Extract provided:
BRIEF SUMMARYA method and apparatus are provided in accordance with an example embodiment of the present disclosure in order to provide an electromagnetic pulse shield ground path. In this regard, the method and apparatus of one embodiment may permit the electromagnetic shields of a plurality of power feeders to be grounded in an efficient and uniform manner. In addition, the method and apparatus of one embodiment may permit the electromagnetic shields of a plurality of power feeders to be grounded in a manner that does not require modification of other components, such as an integrated drive generator housing.
In one embodiment, an apparatus is disclosed for providing an electromagnetic pulse shield ground path. The apparatus of this embodiment includes a fanning bar ground block. The fanning bar ground block includes a body member defining a plurality of openings for receiving respective conductors. The plurality of openings include a neutral opening and at least one power feeder opening. The neutral opening is configured to receive a shielded neutral conductor and each power feeder opening is configured to receive a respective shielded power feeder conductor. The fanning bar ground block further includes a plurality of barrels associated with respective openings defined by the body member and configured to be positioned in electrical contact with a shield of the conductor extending through the respective opening. The apparatus of this embodiment also includes a plurality of clamps. Each clamp is associated with a respective one of the conductors and is configured to secure the shield of the respective conductor to the barrel that is positioned in electrical contact with the shield. The apparatus further includes a ground path extending from the fanning bar ground block.
The body member of the fanning bar ground block may also include a housing formed of a conductive material and an insert disposed within the housing. In this embodiment, the insert is formed of an insulative material and defines the plurality of openings. Additionally, the plurality of barrels and the ground path may be in electrical contact with the housing. The plurality of barrels may extend outwardly from the housing. The plurality of barrels may be formed of a conductive material and may be aligned with respective openings defined by the body member. In one embodiment, the apparatus may also include a friction material carried by the plurality of barrels.
In another embodiment, a shielded power feeder assembly is provided that includes a plurality of conductors comprising a neutral conductor and at least one power feeder conductor. Each conductor includes an electromagnetic pulse shield. The shielded power feeder assembly of this embodiment also includes a fanning bar ground block. The fanning bar ground block includes a body member defining a plurality of openings for receiving respective neutral and power feeder conductors. The fanning bar ground block also includes a plurality of barrels associated with respective openings defined by the body member and configured to be positioned in electrical contact with the shield of the conductor extending through the respective opening. The shielded power feeder assembly of this embodiment also includes a ground path extending from the fanning bar ground block.
The plurality of conductors may be configured to extend from an integrated drive generator positioned outside of a body of a vehicle to an interior of the body of the vehicle. In this regard, the fanning bar ground block and the ground path may also be configured to be positioned outside of the body of the vehicle. The shielded power feeder assembly of one embodiment also includes a plurality of clamps. In this embodiment, each clamp may be associated with a respective one of the conductors and may be configured to secure the shield of the respective conductor to the barrel that is positioned in electrical contact with the shield.

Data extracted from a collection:
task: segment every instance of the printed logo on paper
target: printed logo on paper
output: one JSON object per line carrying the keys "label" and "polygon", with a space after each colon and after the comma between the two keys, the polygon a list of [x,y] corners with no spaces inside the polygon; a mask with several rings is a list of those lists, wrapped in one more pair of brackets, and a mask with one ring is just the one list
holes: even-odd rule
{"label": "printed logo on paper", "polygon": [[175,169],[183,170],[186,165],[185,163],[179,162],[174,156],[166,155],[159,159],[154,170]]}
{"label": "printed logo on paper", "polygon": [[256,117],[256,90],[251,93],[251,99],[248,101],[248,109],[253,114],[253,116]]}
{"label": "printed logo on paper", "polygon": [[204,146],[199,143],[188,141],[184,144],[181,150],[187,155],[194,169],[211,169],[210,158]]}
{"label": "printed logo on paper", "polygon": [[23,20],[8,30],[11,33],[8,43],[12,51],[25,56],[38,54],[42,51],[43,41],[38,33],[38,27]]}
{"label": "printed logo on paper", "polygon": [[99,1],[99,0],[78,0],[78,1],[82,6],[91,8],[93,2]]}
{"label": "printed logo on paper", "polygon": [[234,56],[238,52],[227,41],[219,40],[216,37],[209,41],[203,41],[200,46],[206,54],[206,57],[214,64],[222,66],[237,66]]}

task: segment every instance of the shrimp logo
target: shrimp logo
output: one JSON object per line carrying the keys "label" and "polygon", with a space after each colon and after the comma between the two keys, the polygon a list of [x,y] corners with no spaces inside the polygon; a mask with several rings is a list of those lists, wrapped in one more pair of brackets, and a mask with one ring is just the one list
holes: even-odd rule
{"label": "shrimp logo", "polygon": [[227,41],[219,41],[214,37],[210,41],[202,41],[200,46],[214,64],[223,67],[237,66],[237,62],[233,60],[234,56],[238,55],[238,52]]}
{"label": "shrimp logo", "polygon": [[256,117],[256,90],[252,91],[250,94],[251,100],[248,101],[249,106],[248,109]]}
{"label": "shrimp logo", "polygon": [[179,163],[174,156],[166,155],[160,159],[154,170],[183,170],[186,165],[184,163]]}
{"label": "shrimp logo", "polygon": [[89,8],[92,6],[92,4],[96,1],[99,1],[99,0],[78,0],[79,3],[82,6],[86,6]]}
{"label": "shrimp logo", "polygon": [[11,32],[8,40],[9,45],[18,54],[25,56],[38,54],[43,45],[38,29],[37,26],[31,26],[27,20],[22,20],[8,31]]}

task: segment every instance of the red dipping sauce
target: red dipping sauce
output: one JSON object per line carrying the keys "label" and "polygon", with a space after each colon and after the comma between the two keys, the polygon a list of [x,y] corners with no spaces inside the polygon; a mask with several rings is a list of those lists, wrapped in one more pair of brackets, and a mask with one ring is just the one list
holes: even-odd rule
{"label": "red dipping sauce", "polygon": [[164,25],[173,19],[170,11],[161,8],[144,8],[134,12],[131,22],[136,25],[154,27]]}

Requirement 1:
Answer these questions on the summary on shield grounding:
(a) What is the insert inside the housing made of?
(b) Which component is given as an example of one that need not be modified?
(c) Where may the fanning bar ground block and the ground path be positioned relative to the vehicle?
Requirement 2: Please carry the summary on shield grounding forward from its final sentence.
This material stands apart from the summary on shield grounding.

Response 1:
(a) An insulative material.
(b) An integrated drive generator housing.
(c) Outside of the body of the vehicle.

Response 2:
The body member of the fanning bar ground block of one embodiment includes a housing formed of a conductive material and an insert disposed within the housing. The insert may be formed of an insulative material and may define the plurality of openings. In this embodiment, the plurality of barrels and the ground path are in electrical contact with the housing. The plurality of barrels may extend outwardly from the housing. In one embodiment, the plurality of barrels are formed of a conductive material and are aligned with respective openings defined by the body member. The shielded power feeder assembly of one embodiment may also include a friction material carried by the plurality of barrels.
In a further embodiment, a method is disclosed for providing an electromagnetic pulse shield ground path. The method includes extending a plurality of conductors through respective openings defined by a body member of a fanning bar ground block. The plurality of conductors include a neutral conductor and at least one power feeder conductor. Each conductor includes an electromagnetic pulse shield. The method also includes establishing electrical contact between a plurality of barrels of the fanning bar ground block that are associated with respective openings defined by the body member and the shields of the conductors extending through the respective openings. The method further includes grounding the shields of the conductors via a ground path extending from the fanning bar ground block.
The method of one embodiment may extend the plurality of conductors through respective openings by extending the plurality of conductors from an integrated drive generator positioned outside of a body of a vehicle to an interior of the body of the vehicle. In this regard, the method may extend the plurality of conductors from the integrated drive generator of an engine nacelle to the interior of an aircraft. As such, the method may also include positioning the fanning bar ground block and the ground path outside of the body of the vehicle.
The method may also include securing the shields of the respective conductors to the barrels that are positioned in electrical contact with respective shields. In one embodiment, the body member of the fanning bar ground block includes a housing formed of a conductive material and an insert disposed within the housing. The insert of this embodiment is formed of an insulative material and defines the plurality of openings. Additionally, the method of this embodiment includes establishing electrical contact between the housing and the plurality of barrels and the ground path. The plurality of barrels may be formed of a conductive material. The method of one embodiment may also include aligning the barrels with respective openings defined by the body member.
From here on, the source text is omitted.